#### [Text segment]
What does 2022 hold in store for the housing market?
Key factors driving the housing market in 2021 were a continuing desire for homes with more indoor and outdoor space, a mismatch in supply and demand, and the temporary cut in Stamp Duty.
The resulting property boom, which according to Zoopla has made it the busiest year for the housing market since 2007, also saw UK house prices rise to record highs, with the average UK property hitting a record high of almost £273,000.1
A strong end to 2021
According to the latest figures from Halifax, house prices rose by 1% in November alone, taking the annual growth figure to 8.2%. Significant regional variations continue to be seen; in England, the North West was, by far, the strongest performing region with annual growth of 11.4% and an average house price of £209,287; London has remained the weakest performing area of the UK, although with an average property price of £521,129, values in the capital remain well ahead of other parts of the country. House prices also continued to rise in Scotland, with the average property costing £191,140 and growth of 8.5% year-on-year.

#### [Material shown]
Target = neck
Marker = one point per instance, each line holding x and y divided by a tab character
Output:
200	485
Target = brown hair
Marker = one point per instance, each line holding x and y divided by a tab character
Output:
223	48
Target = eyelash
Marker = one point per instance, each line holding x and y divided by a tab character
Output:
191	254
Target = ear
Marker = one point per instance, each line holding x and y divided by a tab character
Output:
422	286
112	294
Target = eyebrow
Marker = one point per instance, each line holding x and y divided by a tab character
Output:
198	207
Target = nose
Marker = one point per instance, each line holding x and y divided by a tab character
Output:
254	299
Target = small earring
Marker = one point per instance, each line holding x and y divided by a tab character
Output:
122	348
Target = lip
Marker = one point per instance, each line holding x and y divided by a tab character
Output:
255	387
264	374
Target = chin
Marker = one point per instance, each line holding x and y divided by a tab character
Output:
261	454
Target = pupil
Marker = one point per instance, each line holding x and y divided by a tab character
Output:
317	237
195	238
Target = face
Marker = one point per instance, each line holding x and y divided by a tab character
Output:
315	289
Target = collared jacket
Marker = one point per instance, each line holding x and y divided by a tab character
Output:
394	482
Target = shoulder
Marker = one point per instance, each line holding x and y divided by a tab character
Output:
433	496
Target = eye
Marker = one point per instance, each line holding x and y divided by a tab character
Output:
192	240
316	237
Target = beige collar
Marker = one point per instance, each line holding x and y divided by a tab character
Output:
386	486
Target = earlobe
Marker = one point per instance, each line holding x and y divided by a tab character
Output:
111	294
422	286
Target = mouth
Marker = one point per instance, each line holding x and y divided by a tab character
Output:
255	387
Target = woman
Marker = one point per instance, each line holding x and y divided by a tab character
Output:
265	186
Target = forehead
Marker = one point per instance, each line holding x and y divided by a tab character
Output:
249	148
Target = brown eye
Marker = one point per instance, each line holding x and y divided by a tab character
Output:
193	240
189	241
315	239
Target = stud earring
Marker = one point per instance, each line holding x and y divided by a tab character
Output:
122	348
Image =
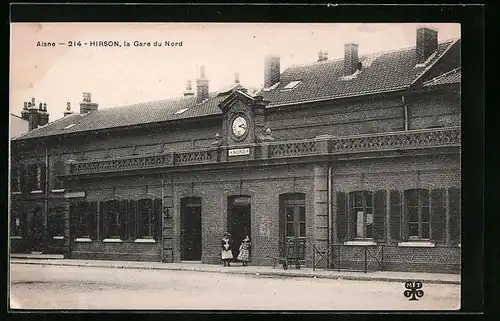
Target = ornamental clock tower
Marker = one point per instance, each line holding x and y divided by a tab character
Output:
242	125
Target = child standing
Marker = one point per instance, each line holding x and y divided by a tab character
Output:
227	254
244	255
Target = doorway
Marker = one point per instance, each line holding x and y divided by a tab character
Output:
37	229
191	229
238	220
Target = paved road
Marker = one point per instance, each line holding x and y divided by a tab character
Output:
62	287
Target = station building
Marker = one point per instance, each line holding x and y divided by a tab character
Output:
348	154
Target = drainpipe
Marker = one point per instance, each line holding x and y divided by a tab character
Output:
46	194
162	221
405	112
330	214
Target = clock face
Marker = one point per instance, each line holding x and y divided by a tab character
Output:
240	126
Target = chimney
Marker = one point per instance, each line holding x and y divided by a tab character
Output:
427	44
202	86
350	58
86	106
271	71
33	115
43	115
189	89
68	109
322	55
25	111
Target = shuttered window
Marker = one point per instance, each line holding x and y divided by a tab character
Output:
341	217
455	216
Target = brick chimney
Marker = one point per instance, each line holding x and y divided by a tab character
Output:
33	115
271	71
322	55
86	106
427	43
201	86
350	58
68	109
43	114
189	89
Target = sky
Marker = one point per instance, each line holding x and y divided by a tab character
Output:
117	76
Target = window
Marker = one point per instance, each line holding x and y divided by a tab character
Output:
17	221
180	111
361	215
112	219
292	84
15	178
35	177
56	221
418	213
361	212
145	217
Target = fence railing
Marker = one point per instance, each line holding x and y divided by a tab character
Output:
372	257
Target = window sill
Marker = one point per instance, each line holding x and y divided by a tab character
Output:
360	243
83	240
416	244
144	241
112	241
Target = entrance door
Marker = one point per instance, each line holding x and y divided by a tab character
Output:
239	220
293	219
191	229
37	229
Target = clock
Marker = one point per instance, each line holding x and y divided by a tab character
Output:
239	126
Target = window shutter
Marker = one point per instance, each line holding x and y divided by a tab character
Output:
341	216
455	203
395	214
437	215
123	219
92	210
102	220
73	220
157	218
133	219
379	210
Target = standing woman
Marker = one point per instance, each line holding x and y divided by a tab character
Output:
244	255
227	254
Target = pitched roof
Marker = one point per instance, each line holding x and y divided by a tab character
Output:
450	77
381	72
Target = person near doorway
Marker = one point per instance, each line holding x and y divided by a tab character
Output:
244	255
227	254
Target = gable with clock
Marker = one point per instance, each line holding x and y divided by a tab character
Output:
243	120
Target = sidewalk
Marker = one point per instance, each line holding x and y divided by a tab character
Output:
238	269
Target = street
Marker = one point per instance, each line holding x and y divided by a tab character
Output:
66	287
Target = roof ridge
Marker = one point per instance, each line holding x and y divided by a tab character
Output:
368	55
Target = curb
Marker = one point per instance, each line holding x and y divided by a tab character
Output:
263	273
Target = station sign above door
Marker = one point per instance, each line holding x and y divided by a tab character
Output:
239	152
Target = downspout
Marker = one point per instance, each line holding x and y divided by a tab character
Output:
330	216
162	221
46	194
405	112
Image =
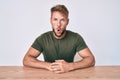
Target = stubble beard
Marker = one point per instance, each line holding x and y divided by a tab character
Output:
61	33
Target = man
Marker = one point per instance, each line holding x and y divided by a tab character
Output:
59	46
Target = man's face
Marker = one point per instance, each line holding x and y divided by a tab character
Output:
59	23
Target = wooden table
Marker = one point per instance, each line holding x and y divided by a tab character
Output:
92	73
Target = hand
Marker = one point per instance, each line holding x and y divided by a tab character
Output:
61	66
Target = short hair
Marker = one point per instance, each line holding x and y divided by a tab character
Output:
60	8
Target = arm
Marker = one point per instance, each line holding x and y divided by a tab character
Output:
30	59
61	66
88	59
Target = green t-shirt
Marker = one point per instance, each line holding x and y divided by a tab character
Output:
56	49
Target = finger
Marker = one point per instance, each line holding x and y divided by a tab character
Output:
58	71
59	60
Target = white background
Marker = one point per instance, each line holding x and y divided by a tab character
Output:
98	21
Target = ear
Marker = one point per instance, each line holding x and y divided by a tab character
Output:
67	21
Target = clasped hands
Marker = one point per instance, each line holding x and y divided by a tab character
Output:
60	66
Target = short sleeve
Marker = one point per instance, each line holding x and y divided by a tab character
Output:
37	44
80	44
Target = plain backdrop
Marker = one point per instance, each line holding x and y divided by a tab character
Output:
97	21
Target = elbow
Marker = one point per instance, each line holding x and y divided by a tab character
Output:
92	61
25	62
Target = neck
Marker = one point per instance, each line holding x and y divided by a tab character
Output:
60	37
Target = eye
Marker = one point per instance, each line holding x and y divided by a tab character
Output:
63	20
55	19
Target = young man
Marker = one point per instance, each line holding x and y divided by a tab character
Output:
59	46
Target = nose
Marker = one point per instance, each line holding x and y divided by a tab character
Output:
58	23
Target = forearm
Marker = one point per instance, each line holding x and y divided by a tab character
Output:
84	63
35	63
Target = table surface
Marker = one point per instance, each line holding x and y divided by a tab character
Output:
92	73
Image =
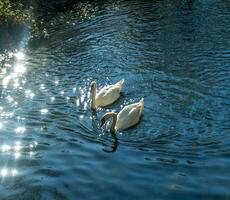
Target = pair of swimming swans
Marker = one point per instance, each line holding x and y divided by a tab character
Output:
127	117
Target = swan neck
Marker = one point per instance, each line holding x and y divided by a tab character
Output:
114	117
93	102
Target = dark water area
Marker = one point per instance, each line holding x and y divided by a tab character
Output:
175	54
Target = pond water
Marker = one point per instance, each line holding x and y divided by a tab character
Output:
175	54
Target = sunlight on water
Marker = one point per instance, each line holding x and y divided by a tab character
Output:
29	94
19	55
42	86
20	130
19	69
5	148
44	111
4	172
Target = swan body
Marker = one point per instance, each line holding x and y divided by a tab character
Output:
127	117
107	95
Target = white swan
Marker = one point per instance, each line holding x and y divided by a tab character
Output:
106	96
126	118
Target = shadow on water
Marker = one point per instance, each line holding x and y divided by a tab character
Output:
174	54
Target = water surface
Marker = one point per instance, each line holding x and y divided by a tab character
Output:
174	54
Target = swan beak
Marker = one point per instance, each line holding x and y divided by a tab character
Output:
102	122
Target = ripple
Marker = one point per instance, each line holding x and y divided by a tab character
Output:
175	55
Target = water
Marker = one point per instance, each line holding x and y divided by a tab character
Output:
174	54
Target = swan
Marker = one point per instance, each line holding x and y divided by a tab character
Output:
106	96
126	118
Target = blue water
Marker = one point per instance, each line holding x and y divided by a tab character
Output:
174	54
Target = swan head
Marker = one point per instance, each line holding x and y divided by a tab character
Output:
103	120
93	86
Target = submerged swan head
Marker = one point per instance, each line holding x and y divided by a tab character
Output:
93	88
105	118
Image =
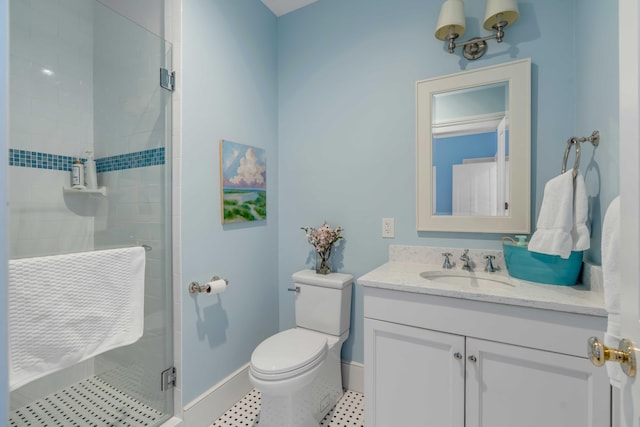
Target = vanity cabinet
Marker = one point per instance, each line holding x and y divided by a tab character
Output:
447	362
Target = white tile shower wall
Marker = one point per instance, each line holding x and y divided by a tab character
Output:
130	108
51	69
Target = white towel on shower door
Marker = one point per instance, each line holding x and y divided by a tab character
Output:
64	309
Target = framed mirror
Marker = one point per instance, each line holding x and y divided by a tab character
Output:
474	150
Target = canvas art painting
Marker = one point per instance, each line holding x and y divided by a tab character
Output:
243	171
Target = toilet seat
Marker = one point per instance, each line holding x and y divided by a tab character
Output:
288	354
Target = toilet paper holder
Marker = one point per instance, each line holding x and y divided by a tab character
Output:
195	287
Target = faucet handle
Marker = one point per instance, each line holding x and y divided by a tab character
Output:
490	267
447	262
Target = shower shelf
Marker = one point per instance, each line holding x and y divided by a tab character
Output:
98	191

* * *

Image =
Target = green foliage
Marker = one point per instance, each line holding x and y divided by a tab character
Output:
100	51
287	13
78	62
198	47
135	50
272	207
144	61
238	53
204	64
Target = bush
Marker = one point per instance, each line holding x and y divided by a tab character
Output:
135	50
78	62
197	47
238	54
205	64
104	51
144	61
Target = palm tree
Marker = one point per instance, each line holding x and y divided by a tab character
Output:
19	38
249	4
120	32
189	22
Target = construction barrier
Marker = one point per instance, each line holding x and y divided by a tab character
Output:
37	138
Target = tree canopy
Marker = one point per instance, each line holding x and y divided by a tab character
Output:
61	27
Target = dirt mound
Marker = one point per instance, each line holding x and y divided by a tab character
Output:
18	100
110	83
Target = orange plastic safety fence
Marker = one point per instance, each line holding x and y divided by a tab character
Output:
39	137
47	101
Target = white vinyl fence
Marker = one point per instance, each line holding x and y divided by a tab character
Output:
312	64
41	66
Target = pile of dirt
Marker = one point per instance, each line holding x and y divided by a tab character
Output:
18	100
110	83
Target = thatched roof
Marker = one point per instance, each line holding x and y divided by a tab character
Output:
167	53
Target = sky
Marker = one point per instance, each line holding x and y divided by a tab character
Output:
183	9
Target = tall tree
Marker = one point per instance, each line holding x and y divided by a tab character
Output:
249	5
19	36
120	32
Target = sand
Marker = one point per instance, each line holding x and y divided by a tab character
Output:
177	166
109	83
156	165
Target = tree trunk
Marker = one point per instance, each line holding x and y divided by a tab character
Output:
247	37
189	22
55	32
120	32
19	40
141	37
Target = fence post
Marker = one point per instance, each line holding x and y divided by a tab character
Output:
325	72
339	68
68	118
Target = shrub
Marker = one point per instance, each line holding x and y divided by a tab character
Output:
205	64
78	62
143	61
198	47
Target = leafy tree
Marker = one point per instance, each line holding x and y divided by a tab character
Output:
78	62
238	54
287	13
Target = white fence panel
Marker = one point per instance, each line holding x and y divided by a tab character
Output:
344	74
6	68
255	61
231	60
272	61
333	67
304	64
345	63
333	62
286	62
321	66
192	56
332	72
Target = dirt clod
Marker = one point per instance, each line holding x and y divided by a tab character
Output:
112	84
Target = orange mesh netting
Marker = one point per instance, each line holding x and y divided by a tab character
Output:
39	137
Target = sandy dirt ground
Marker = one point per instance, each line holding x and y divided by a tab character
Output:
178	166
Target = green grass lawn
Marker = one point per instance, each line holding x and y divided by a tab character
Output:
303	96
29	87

* * *

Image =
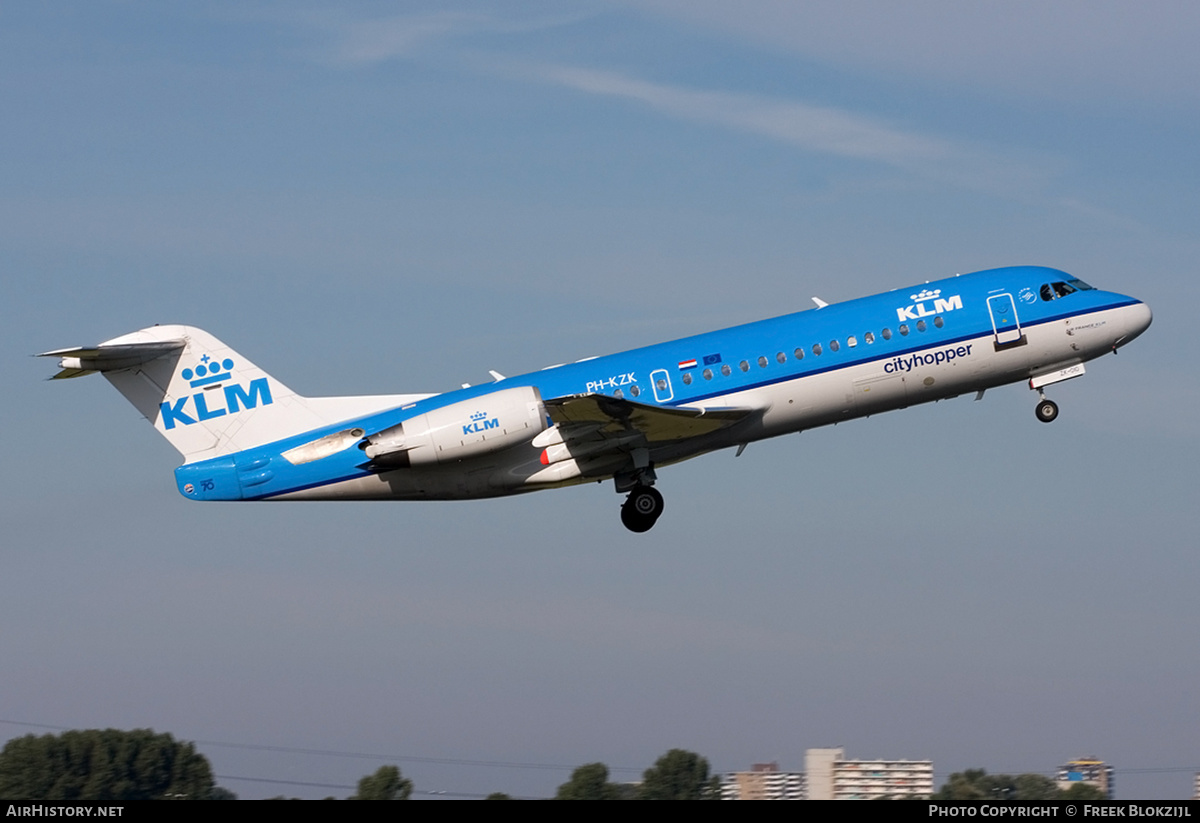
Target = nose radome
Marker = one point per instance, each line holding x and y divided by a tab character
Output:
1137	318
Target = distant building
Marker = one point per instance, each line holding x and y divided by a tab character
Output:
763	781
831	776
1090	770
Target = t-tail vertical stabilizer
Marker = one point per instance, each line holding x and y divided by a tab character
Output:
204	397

#### [Task instructions]
Write the next part of the text on the 2022 housing market outlook, starting after its final sentence. The entries are drawn from a separate source and have no connection to the housing market text.

#### [Task answer]
Uncertainty for 2022
One agent2 has predicted that house prices will increase by 7% in 2022 in a ’best case’ scenario, with a downside prediction of 2% growth. However, it remains to be seen how any increases in Bank Rate or other economic factors will affect the market. Halifax Managing Director Russell Galley commented, “Looking ahead, there is now greater uncertainty than has been the case for quite some time, with interest rates expected to rise to guard against further increases in inflation. Economic confidence may also be dented by the emergence of the new Omicron virus variant, though it remains far too early to speculate on any long-term impact, given insufficient data at this stage, not to mention the resilience the housing market has already shown in challenging circumstances.”
2Strutt & Parker, 2021
It is important to take professional advice before making any decision relating to your personal finances. Information within this article is based on our current understanding and can be subject to change without notice and the accuracy and completeness of the information cannot be guaranteed. It does not provide individual tailored investment advice and is for guidance only. Some rules may vary in different parts of the UK.